Written request:
Copy each of the rows below word for word, leaving the pictures out of your answer.

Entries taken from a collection
********

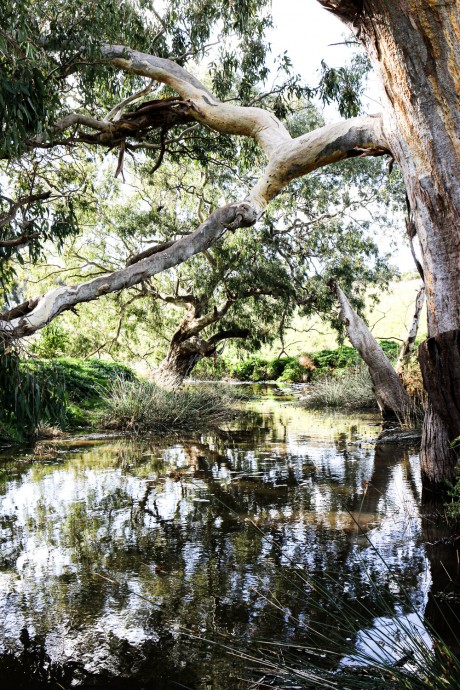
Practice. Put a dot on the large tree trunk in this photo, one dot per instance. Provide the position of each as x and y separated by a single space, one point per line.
409 342
391 396
416 49
187 347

********

Solved exercise:
Practice. Put a dot on the large tree trunk in this photo, one dot per instance. Provide the position of each as x and y separated by a single space, one point per line.
409 342
391 396
416 49
187 347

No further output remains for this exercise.